28 septembre 2022
Cour de cassation
Pourvoi n° 21-12.292

Chambre commerciale financière et économique - Formation restreinte hors RNSM/NA

ECLI:FR:CCASS:2022:CO00539

Texte de la décision

COMM.

FB



COUR DE CASSATION
______________________


Audience publique du 28 septembre 2022




Rejet


Mme DARBOIS, conseiller doyen
faisant fonction de président



Arrêt n° 539 F-D

Pourvoi n° V 21-12.292




R É P U B L I Q U E F R A N Ç A I S E

_________________________

AU NOM DU PEUPLE FRANÇAIS
_________________________


ARRÊT DE LA COUR DE CASSATION, CHAMBRE COMMERCIALE, FINANCIÈRE ET ÉCONOMIQUE, DU 28 SEPTEMBRE 2022

La société Seafoodia, société par actions simplifiée, dont le siège est [Adresse 2], a formé le pourvoi n° V 21-12.292 contre l'arrêt rendu le 22 octobre 2020 par la cour d'appel d'Aix-en-Provence (chambre 3-1), dans le litige l'opposant à la société Candis, société par actions simplifiée, dont le siège est [Adresse 1], défenderesse à la cassation.

La demanderesse invoque, à l'appui de son pourvoi, le moyen unique de cassation annexé au présent arrêt.

Le dossier a été communiqué au procureur général.

Sur le rapport de Mme Comte, conseiller référendaire, les observations de la SCP Bauer-Violas, Feschotte-Desbois et Sebagh, avocat de la société Seafoodia, de la SCP Richard, avocat de la société Candis, après débats en l'audience publique du 21 juin 2022 où étaient présentes Mme Darbois, conseiller doyen faisant fonction de président, Mme Comte, conseiller référendaire rapporteur, Mme Champalaune, conseiller, et Mme Labat, greffier de chambre,

la chambre commerciale, financière et économique de la Cour de cassation, composée des président et conseillers précités, après en avoir délibéré conformément à la loi, a rendu le présent arrêt.

Entrées d'étiquetage de la position des objets:
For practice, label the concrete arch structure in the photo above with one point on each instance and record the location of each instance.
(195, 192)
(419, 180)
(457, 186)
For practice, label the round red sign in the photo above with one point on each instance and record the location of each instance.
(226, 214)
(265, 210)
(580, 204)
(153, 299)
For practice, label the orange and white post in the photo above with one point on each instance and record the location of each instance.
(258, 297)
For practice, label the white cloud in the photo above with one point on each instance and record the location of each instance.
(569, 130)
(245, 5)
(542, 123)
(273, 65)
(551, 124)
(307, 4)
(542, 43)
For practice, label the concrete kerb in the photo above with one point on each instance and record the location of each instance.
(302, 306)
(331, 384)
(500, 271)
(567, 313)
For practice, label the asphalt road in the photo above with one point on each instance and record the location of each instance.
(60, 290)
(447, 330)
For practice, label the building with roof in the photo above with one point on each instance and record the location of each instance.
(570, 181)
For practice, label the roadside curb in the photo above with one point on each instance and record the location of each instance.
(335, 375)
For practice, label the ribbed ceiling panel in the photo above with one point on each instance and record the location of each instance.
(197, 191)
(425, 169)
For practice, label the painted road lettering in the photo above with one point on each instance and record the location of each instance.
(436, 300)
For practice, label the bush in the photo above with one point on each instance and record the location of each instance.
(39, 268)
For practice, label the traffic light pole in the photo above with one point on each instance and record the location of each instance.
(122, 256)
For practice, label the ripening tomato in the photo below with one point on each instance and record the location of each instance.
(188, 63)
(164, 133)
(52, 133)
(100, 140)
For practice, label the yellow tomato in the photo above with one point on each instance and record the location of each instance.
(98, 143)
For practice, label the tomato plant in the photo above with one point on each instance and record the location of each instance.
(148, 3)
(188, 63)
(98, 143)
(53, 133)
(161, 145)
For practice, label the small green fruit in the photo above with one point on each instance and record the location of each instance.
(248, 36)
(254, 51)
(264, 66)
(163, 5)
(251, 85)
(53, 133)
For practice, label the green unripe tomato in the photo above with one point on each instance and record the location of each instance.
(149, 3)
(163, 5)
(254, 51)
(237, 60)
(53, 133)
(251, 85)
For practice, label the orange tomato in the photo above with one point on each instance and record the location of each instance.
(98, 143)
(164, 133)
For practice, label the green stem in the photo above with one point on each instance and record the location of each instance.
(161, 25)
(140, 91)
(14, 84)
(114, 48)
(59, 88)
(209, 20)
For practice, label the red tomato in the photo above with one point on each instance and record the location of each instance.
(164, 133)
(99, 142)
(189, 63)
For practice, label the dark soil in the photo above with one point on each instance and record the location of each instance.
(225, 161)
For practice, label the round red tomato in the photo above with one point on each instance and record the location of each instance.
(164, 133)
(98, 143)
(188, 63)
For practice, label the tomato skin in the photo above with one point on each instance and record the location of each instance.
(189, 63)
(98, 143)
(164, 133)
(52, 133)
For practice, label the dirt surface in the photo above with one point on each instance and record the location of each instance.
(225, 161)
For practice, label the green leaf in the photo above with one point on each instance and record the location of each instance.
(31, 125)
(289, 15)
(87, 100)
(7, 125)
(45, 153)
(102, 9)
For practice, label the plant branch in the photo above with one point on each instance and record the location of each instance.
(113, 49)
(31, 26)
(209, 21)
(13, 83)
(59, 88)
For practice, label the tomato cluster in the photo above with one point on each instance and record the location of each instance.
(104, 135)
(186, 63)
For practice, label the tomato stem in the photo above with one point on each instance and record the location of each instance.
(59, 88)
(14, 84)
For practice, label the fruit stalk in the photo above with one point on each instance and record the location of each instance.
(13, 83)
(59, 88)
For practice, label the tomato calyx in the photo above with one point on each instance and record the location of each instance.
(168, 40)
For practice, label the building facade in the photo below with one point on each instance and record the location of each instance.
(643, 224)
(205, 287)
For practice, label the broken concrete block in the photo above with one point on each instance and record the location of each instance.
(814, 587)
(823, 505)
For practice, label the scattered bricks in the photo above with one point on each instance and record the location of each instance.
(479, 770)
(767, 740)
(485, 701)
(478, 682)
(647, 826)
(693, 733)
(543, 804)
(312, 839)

| Votre objectif |
Ces affirmations concordent-elles avec le texte fourni ? (a) Le pourvoi vise un arrêt de la cour d'appel d'Aix-en-Provence. (b) Les débats se sont tenus en audience publique le 28 septembre 2022. (c) La SCP Richard était l'avocat de la société Seafoodia. Répondez à chacune par oui ou par non, en citant entre guillemets les mots décisifs du texte fourni.

| Corrigé |
(a) Oui : « contre l'arrêt rendu le 22 octobre 2020 par la cour d'appel d'Aix-en-Provence ».
(b) Non : « après débats en l'audience publique du 21 juin 2022 ».
(c) Non : « de la SCP Richard, avocat de la société Candis ».